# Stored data
============================================================
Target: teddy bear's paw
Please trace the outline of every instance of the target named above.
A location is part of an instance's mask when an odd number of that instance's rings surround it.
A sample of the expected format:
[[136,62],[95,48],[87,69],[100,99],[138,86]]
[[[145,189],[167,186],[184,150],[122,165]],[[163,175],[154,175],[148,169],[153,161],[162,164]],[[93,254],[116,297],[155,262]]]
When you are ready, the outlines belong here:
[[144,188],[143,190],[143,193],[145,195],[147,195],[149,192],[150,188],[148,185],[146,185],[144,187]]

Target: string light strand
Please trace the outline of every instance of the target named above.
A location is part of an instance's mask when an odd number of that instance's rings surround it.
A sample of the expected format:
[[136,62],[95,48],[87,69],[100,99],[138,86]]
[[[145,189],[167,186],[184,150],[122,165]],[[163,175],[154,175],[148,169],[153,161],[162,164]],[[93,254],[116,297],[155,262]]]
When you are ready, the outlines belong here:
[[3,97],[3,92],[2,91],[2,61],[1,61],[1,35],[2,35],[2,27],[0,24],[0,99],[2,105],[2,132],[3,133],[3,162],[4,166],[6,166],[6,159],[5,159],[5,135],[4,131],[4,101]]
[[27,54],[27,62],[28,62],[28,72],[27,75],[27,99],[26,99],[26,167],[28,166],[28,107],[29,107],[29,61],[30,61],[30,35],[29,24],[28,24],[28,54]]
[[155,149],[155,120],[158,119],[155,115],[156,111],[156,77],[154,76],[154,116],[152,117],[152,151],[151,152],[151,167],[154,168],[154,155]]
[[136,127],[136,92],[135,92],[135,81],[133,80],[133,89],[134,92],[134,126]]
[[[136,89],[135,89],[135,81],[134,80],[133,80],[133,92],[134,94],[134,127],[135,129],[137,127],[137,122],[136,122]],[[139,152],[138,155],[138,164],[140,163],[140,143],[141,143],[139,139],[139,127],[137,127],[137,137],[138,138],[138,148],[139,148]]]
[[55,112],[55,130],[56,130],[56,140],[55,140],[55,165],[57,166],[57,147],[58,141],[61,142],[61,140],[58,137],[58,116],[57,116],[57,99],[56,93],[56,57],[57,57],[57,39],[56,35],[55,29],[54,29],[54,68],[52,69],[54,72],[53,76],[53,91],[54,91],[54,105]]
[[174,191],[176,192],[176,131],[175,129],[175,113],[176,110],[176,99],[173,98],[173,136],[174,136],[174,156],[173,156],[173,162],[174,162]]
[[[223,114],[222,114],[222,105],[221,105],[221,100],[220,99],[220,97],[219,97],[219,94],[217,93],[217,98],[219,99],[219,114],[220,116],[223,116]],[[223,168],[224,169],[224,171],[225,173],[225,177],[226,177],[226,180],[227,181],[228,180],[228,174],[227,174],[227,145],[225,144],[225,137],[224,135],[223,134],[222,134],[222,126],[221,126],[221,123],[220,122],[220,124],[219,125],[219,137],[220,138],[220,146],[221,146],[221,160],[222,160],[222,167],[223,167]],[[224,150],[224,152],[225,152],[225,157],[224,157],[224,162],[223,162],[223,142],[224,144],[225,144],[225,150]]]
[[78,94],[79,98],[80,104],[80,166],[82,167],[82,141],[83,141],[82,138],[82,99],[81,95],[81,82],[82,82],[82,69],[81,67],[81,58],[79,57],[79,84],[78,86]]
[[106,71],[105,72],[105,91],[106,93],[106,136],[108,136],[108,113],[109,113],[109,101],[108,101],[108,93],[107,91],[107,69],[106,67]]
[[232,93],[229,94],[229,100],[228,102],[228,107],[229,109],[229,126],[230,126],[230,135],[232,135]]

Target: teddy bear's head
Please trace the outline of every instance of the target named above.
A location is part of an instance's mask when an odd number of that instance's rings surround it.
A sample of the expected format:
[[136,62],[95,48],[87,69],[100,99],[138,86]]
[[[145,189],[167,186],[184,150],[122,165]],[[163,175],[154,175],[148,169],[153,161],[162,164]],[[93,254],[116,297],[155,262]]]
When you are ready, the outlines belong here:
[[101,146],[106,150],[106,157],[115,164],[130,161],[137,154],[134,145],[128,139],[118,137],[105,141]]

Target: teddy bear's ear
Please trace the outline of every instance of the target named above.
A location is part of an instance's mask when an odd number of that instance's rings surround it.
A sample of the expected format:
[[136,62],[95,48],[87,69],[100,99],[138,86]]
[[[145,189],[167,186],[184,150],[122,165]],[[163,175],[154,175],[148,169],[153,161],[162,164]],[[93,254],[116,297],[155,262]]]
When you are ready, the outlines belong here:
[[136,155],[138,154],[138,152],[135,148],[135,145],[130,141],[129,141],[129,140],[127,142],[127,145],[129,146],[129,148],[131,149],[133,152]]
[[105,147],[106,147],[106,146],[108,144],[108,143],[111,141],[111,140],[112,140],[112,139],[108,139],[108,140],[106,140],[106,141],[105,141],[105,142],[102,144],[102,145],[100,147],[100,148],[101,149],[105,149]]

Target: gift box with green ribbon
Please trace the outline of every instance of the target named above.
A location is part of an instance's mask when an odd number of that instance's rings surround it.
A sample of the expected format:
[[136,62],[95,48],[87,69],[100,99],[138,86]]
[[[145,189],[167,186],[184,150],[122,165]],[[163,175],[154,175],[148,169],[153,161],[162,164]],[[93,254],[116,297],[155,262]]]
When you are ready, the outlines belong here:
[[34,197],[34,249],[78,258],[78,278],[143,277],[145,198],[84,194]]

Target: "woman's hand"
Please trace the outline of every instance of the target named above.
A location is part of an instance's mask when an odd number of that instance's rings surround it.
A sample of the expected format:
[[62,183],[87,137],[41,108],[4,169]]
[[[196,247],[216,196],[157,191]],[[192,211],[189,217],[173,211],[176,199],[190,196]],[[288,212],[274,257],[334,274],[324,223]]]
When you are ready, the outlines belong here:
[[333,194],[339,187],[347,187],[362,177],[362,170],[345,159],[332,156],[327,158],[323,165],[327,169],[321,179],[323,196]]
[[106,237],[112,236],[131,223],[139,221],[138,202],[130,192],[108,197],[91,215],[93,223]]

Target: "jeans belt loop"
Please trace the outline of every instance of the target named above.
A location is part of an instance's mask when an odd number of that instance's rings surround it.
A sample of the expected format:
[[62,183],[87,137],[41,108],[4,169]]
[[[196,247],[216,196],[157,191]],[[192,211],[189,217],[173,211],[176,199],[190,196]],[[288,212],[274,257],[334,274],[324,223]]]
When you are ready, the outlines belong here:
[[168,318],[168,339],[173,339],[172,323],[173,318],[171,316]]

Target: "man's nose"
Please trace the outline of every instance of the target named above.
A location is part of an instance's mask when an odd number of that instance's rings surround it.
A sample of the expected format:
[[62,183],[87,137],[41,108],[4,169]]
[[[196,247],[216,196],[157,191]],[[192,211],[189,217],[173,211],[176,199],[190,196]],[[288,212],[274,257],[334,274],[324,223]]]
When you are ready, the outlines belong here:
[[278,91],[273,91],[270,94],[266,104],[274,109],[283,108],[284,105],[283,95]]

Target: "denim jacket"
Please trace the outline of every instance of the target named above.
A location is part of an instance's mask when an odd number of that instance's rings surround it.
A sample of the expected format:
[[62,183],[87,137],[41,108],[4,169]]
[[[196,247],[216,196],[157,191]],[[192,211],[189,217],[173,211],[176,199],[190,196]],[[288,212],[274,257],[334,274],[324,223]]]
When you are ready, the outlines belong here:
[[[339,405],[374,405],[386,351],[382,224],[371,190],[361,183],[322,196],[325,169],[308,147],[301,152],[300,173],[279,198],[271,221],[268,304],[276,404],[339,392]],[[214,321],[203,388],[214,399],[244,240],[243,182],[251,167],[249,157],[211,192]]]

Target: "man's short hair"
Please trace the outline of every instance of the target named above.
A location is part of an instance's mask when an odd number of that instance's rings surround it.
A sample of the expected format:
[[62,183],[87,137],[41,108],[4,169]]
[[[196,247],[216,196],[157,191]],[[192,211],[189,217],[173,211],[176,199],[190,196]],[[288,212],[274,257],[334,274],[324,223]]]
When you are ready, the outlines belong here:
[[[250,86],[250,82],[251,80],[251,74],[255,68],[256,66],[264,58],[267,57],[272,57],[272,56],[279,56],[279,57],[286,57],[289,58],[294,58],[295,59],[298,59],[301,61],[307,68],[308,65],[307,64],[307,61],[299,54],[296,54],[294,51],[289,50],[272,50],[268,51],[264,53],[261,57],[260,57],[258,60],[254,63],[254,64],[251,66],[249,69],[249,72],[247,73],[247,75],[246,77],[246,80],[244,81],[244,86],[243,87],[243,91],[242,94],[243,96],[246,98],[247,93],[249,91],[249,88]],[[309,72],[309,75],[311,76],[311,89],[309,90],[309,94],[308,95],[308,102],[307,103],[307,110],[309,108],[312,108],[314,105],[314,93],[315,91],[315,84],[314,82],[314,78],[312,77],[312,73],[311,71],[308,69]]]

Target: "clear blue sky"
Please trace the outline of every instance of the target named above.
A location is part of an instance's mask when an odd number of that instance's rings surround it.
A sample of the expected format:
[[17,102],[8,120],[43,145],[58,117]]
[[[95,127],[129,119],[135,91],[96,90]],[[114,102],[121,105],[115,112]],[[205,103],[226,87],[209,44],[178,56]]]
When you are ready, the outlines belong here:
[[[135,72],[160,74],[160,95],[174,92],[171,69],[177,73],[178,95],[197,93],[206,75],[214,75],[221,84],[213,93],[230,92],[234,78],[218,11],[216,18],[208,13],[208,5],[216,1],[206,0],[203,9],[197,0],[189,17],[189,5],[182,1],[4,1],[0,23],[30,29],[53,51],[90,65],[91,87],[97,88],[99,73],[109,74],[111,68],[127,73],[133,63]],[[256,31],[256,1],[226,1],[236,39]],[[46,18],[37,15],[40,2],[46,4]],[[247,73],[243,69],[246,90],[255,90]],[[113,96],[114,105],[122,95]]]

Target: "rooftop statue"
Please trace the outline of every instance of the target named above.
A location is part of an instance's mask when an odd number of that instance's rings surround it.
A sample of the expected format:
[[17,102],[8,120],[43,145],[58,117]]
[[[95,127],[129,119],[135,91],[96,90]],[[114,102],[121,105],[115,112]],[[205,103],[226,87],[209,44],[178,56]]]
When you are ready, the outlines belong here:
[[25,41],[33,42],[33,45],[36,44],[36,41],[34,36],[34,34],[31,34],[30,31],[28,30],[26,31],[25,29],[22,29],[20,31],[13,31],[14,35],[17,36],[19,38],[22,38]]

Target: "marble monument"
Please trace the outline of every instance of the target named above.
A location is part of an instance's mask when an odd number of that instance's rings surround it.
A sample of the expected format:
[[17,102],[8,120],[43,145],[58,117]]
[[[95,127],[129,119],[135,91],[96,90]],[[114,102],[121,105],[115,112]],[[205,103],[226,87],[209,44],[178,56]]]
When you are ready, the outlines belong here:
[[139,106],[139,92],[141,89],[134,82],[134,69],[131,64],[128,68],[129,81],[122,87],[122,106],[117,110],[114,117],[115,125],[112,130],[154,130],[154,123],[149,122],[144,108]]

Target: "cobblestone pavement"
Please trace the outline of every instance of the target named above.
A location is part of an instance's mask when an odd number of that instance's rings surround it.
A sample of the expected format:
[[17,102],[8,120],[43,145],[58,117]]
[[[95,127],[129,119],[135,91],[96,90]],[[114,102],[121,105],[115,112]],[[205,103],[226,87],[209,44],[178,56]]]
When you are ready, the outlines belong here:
============================================================
Pick out every line of the stored data above that contains the string "bear". Treat uppercase and lowercase as different.

Target: teddy bear's paw
Target: teddy bear's head
Target: teddy bear's ear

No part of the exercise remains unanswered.